* GIVEN TASK
Output only the span of lines that begins at the line containing "Where can you see the outdoor" and ends at the last line of the data, both included, exactly as they appear.

* DATA FOR PROCESSING

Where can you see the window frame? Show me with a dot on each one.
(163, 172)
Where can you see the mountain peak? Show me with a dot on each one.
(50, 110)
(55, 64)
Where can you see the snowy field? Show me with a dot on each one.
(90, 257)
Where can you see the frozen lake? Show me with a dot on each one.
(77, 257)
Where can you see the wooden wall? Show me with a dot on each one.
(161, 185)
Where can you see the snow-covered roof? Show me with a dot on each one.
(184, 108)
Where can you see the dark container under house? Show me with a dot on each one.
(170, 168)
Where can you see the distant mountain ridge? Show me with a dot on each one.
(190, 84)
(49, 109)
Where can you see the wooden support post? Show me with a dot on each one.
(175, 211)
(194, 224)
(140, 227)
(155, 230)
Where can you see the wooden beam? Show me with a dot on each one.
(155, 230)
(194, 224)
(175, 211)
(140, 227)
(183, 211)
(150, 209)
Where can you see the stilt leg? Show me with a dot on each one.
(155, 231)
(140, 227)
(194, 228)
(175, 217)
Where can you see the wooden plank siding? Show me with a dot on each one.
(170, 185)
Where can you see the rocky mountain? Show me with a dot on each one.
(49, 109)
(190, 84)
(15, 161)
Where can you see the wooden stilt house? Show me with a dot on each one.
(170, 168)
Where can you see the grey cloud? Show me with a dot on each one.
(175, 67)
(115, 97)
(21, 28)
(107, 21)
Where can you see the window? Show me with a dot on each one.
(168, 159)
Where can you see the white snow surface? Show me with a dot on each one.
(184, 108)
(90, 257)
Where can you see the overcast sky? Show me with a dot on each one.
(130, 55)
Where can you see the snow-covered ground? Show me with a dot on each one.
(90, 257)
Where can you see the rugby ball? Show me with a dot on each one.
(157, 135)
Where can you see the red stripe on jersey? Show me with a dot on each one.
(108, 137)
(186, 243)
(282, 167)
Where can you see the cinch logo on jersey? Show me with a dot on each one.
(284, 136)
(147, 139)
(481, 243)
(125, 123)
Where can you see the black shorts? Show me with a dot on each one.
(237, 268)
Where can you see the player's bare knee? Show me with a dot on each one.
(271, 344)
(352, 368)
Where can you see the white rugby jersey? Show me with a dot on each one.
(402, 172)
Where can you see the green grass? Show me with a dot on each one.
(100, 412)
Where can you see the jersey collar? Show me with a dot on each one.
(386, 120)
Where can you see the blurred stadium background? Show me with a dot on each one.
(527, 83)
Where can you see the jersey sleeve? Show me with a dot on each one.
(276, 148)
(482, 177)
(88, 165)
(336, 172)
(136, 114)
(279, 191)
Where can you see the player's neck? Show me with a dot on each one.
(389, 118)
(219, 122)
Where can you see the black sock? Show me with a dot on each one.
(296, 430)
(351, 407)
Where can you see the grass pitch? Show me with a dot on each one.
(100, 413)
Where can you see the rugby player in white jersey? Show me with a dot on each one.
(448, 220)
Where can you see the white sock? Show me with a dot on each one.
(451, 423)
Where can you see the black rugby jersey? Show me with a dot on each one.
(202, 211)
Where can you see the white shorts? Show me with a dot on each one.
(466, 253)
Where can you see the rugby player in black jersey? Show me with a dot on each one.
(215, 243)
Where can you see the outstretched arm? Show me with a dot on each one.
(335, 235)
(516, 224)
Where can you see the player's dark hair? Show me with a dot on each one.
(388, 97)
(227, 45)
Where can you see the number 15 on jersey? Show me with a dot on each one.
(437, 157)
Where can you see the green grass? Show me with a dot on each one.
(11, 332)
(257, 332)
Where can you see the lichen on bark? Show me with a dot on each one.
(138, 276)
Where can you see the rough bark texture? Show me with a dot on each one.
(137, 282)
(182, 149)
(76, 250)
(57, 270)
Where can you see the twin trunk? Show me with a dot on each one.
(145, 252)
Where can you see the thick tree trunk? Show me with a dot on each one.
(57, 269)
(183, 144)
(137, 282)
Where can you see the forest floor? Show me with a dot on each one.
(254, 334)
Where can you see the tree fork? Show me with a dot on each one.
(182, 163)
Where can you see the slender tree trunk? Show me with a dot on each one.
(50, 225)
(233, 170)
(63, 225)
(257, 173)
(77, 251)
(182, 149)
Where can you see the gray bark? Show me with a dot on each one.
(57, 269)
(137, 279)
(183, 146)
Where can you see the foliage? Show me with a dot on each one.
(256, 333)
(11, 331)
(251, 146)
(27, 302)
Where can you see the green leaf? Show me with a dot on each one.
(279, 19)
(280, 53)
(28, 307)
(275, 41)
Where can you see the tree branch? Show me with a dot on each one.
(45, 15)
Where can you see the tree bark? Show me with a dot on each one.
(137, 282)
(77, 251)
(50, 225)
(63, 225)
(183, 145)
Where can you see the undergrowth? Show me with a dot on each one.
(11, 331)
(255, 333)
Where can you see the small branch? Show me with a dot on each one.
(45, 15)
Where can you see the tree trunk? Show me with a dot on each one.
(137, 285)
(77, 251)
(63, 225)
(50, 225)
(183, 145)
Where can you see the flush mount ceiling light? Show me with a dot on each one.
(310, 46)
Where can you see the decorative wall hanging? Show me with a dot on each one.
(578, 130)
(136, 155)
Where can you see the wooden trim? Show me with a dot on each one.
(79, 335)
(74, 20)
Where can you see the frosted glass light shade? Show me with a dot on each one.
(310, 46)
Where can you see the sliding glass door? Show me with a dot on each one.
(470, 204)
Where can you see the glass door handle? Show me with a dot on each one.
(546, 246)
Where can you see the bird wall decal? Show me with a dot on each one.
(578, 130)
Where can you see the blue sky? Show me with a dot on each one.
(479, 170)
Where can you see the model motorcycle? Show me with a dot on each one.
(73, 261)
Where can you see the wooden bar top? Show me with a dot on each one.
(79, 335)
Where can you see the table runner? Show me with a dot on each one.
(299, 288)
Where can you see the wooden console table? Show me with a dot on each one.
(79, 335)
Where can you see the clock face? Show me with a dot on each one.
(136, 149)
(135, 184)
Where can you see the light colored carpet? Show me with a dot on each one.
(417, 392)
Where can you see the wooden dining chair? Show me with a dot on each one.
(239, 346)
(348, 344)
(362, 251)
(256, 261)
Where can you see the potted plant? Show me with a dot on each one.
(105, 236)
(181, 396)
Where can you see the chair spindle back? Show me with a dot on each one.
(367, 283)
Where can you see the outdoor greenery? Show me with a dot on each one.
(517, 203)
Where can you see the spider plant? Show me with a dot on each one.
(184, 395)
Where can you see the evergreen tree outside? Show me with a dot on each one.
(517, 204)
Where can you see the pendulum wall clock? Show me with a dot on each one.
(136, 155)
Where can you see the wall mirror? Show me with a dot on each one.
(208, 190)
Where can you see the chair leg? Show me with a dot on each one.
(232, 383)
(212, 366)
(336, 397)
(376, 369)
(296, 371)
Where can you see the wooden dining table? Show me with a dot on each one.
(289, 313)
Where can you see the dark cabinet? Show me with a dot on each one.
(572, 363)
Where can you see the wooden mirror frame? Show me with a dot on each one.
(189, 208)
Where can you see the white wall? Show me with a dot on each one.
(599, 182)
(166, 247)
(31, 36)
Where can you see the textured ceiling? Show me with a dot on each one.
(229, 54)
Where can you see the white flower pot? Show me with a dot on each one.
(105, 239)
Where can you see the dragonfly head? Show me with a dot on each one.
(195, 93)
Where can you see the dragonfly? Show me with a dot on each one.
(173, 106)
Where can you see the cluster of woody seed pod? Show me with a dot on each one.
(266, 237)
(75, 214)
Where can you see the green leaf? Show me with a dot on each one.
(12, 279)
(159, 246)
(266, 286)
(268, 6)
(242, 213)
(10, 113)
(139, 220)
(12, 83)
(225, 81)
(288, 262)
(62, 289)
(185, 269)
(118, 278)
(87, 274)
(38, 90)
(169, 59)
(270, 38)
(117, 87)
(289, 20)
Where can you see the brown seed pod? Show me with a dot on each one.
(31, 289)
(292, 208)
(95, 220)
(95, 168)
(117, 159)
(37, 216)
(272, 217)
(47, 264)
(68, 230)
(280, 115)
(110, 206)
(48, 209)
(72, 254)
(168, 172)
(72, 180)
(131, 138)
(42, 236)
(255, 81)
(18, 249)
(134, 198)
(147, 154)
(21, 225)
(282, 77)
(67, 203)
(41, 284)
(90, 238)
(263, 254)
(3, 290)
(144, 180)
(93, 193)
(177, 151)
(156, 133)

* FINISHED ANSWER
Where can you see the outdoor greenery? Show me with a dot on each one.
(517, 203)
Where can you see the spider plant? Show me with a dot on each one.
(184, 395)
Where can you see the evergreen tree outside? Show me with a dot on each one.
(517, 204)
Where can you see the pendulum wall clock? Show me with a dot on each one.
(136, 155)
Where can you see the wall mirror? Show me with a dot on each one.
(208, 190)
Where can you see the chair leg? Show me with a dot on each one.
(232, 383)
(212, 366)
(336, 397)
(376, 369)
(296, 371)
Where can you see the wooden dining table? Show me with a dot on each one.
(289, 313)
Where can you see the dark cabinet? Show me with a dot on each one.
(572, 363)
Where can you see the wooden mirror frame? Show me with a dot on each one.
(189, 208)
Where can you see the white wall? Show me with a dot on each one.
(599, 182)
(166, 247)
(31, 36)
Where can you see the textured ceiling? Show me with a dot on each one.
(229, 54)
Where can you see the white flower pot? Show me with a dot on each one.
(105, 239)
Where can you see the dragonfly head? Show me with a dot on each one.
(195, 93)
Where can you see the dragonfly? Show me with a dot on each one.
(173, 106)
Where can you see the cluster of woody seed pod? Show me with a dot on each one.
(266, 237)
(75, 214)
Where can you see the green leaf? Show me with a dot on each one.
(12, 279)
(159, 246)
(266, 286)
(268, 6)
(242, 213)
(10, 113)
(139, 220)
(12, 83)
(225, 81)
(288, 262)
(62, 289)
(185, 269)
(118, 278)
(87, 274)
(38, 90)
(169, 59)
(270, 38)
(117, 87)
(289, 20)
Where can you see the brown seed pod? Show me with a dot on each one.
(31, 289)
(292, 208)
(95, 220)
(95, 168)
(117, 159)
(37, 216)
(272, 217)
(47, 264)
(68, 230)
(280, 115)
(110, 206)
(48, 209)
(72, 254)
(168, 172)
(72, 180)
(131, 138)
(42, 236)
(255, 81)
(18, 249)
(134, 198)
(147, 154)
(21, 225)
(282, 77)
(67, 203)
(41, 284)
(90, 238)
(263, 254)
(3, 290)
(144, 180)
(93, 193)
(177, 151)
(156, 133)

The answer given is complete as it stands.